Your task is to copy each line of the material that includes "exact".

= = = = =

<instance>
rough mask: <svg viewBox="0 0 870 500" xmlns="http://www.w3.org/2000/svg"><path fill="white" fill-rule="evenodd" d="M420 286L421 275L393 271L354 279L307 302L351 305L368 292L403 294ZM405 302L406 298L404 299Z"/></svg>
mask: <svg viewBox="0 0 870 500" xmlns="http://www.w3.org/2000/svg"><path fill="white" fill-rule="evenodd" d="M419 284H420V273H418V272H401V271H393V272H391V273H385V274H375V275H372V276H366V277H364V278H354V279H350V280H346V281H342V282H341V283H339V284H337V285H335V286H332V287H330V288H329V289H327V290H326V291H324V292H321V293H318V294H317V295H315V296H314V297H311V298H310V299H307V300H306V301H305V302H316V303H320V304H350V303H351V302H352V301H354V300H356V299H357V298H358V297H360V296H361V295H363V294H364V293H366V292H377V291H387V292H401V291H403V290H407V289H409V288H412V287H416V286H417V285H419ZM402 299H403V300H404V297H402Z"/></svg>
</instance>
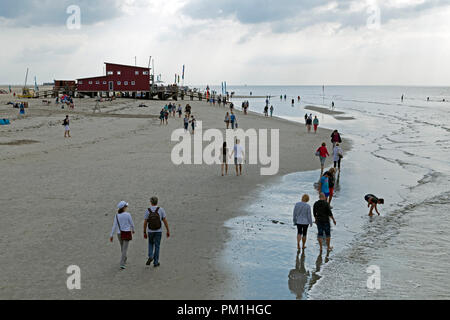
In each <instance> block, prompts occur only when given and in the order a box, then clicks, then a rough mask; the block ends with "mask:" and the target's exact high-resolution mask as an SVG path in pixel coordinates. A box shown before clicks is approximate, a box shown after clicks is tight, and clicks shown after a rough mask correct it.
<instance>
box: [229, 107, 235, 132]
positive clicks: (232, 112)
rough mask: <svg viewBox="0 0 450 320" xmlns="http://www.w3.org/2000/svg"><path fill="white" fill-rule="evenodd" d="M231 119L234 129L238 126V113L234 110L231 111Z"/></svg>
mask: <svg viewBox="0 0 450 320" xmlns="http://www.w3.org/2000/svg"><path fill="white" fill-rule="evenodd" d="M230 121H231V129H233V130H234V129H235V127H236V115H235V114H234V113H233V111H232V112H231V116H230Z"/></svg>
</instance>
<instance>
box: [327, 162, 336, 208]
mask: <svg viewBox="0 0 450 320" xmlns="http://www.w3.org/2000/svg"><path fill="white" fill-rule="evenodd" d="M325 174H326V175H327V176H328V190H329V191H330V196H329V197H328V203H329V204H330V207H331V200H333V195H334V186H335V185H336V169H334V168H331V169H330V170H328V172H327V173H325ZM331 208H333V207H331Z"/></svg>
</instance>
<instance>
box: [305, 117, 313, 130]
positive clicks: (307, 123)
mask: <svg viewBox="0 0 450 320" xmlns="http://www.w3.org/2000/svg"><path fill="white" fill-rule="evenodd" d="M312 123H313V120H312V117H308V119H306V128H307V129H308V133H310V132H311V127H312Z"/></svg>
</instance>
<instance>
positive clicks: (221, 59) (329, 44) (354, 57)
mask: <svg viewBox="0 0 450 320" xmlns="http://www.w3.org/2000/svg"><path fill="white" fill-rule="evenodd" d="M78 13H79V14H78ZM0 43H1V49H0V83H1V84H23V82H24V80H25V74H26V70H27V68H29V69H30V76H29V79H31V81H34V80H33V79H34V77H36V78H37V81H38V83H42V82H50V81H53V80H54V79H67V80H70V79H77V78H83V77H90V76H99V75H103V73H104V62H113V63H119V64H130V65H134V64H135V57H136V59H137V64H138V65H139V66H148V65H149V58H150V56H152V57H153V58H154V65H155V73H156V74H161V75H162V79H163V80H164V81H166V82H168V83H171V82H173V80H174V76H175V74H181V72H182V66H183V65H186V84H187V85H199V84H210V85H220V83H221V82H222V81H227V83H228V85H244V84H247V85H322V84H325V85H425V86H433V85H436V86H448V85H450V72H449V71H450V59H449V57H450V0H384V1H382V0H356V1H355V0H340V1H330V0H304V1H302V0H213V1H212V0H121V1H120V0H95V1H92V0H1V2H0Z"/></svg>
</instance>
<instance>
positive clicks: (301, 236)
mask: <svg viewBox="0 0 450 320" xmlns="http://www.w3.org/2000/svg"><path fill="white" fill-rule="evenodd" d="M308 202H309V196H308V195H307V194H305V195H304V196H303V197H302V202H299V203H297V204H296V205H295V208H294V226H297V230H298V235H297V249H298V251H299V252H300V251H301V249H300V241H302V242H303V247H302V248H303V250H305V249H306V237H307V235H308V227H312V215H311V206H310V205H309V204H308Z"/></svg>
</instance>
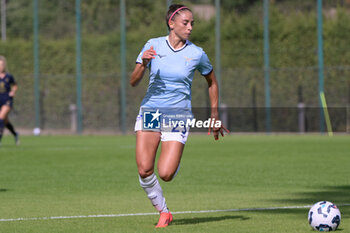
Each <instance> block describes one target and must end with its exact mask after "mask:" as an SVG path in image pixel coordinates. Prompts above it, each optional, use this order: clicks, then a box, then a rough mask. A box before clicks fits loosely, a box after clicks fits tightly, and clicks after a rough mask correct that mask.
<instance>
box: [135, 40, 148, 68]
mask: <svg viewBox="0 0 350 233" xmlns="http://www.w3.org/2000/svg"><path fill="white" fill-rule="evenodd" d="M150 48H151V40H149V41H147V43H146V44H145V45H144V46H143V49H142V50H141V52H140V54H139V55H138V56H137V58H136V63H139V64H142V55H143V53H144V52H145V51H146V50H148V49H150ZM149 64H150V63H148V65H147V66H149Z"/></svg>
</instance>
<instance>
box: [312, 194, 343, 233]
mask: <svg viewBox="0 0 350 233" xmlns="http://www.w3.org/2000/svg"><path fill="white" fill-rule="evenodd" d="M308 218H309V224H310V226H311V227H312V228H313V229H314V230H317V231H335V230H336V229H337V228H338V226H339V224H340V219H341V215H340V211H339V209H338V208H337V206H336V205H334V204H333V203H332V202H329V201H320V202H317V203H316V204H315V205H313V206H312V207H311V209H310V210H309V217H308Z"/></svg>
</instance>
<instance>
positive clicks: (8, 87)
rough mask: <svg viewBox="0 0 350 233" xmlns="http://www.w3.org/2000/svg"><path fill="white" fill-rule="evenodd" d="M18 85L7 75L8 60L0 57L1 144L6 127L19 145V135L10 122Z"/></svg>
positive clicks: (0, 126)
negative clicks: (18, 136)
mask: <svg viewBox="0 0 350 233" xmlns="http://www.w3.org/2000/svg"><path fill="white" fill-rule="evenodd" d="M16 91H17V84H16V82H15V79H14V78H13V76H12V75H11V74H9V73H7V65H6V59H5V57H4V56H0V143H1V138H2V135H3V132H4V127H5V125H6V127H7V128H9V130H10V131H11V132H12V131H13V133H14V134H15V140H16V144H18V142H19V141H18V134H17V133H16V132H15V130H14V128H13V126H12V124H11V123H10V122H9V121H8V114H9V113H10V111H11V109H12V106H13V97H14V96H15V95H16Z"/></svg>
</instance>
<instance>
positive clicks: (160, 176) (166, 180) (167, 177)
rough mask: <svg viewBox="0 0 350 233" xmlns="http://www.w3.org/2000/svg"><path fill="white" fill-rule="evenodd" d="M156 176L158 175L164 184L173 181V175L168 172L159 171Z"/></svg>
mask: <svg viewBox="0 0 350 233" xmlns="http://www.w3.org/2000/svg"><path fill="white" fill-rule="evenodd" d="M158 174H159V177H160V178H161V179H162V180H163V181H165V182H169V181H171V180H172V179H173V177H174V173H172V172H169V171H161V170H159V171H158Z"/></svg>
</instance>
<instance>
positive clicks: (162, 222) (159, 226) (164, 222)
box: [156, 212, 173, 228]
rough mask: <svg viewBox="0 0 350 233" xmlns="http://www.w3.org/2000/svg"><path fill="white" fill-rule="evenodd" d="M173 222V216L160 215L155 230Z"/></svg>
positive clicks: (160, 213)
mask: <svg viewBox="0 0 350 233" xmlns="http://www.w3.org/2000/svg"><path fill="white" fill-rule="evenodd" d="M172 221H173V215H172V214H171V213H170V212H168V213H160V217H159V221H158V224H157V226H156V228H161V227H167V226H168V225H169V224H170V223H171V222H172Z"/></svg>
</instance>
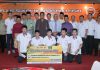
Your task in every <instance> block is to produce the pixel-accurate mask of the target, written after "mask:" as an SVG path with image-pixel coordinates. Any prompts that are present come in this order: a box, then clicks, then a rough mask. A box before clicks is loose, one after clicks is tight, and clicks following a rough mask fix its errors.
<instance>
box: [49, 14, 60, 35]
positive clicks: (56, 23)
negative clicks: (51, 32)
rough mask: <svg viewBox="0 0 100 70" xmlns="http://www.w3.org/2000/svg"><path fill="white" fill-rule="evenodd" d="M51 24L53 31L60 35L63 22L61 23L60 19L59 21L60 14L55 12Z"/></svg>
mask: <svg viewBox="0 0 100 70" xmlns="http://www.w3.org/2000/svg"><path fill="white" fill-rule="evenodd" d="M50 26H51V27H50V28H51V29H52V32H53V33H55V32H56V33H57V34H58V35H60V32H61V23H59V21H58V14H54V16H53V21H52V23H51V24H50Z"/></svg>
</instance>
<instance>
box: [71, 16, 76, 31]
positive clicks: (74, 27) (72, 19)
mask: <svg viewBox="0 0 100 70" xmlns="http://www.w3.org/2000/svg"><path fill="white" fill-rule="evenodd" d="M71 23H72V26H73V28H76V29H77V26H78V23H77V21H76V17H75V16H74V15H72V16H71Z"/></svg>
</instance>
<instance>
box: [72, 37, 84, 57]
mask: <svg viewBox="0 0 100 70" xmlns="http://www.w3.org/2000/svg"><path fill="white" fill-rule="evenodd" d="M82 43H83V42H82V38H81V37H80V36H77V37H76V38H73V36H71V37H70V44H71V50H70V53H71V54H73V55H75V52H76V51H77V49H79V47H80V45H81V44H82ZM77 54H81V49H80V50H79V52H78V53H77Z"/></svg>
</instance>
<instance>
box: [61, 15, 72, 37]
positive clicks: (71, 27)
mask: <svg viewBox="0 0 100 70" xmlns="http://www.w3.org/2000/svg"><path fill="white" fill-rule="evenodd" d="M64 20H65V22H64V23H63V24H62V28H66V29H67V34H68V36H70V35H71V33H72V29H73V26H72V24H71V23H70V22H69V17H68V15H64Z"/></svg>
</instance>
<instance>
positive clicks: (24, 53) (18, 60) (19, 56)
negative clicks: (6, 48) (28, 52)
mask: <svg viewBox="0 0 100 70" xmlns="http://www.w3.org/2000/svg"><path fill="white" fill-rule="evenodd" d="M22 54H23V55H25V56H26V53H22ZM23 59H24V57H22V56H18V63H22V62H23Z"/></svg>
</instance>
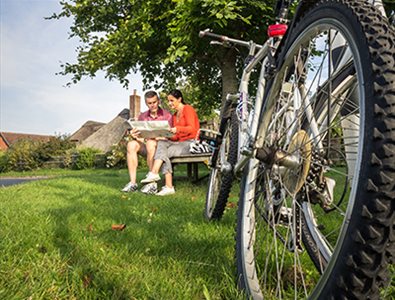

= = = = =

## TASK RESPONSE
In each <instance> block, prompts occur only when given and in the order a box, then clicks, then a rough mask; the block ends with "mask:" and the target's exact high-resolution mask as an SVG path in pixel coordinates. A box shown before clicks is approximate, a box shown after clicks is tight, and clicks shown after a rough mask correct it.
Each <instance> block describes one target and must end with its exact mask after "mask:" as an SVG path in image pixel coordinates. Prompts above it, each optional, use this order: clicks, then a box, then a rough mask. A box before clicks fits loosely, a box after clicks fits tightly, and clicks after a rough mask correct that mask.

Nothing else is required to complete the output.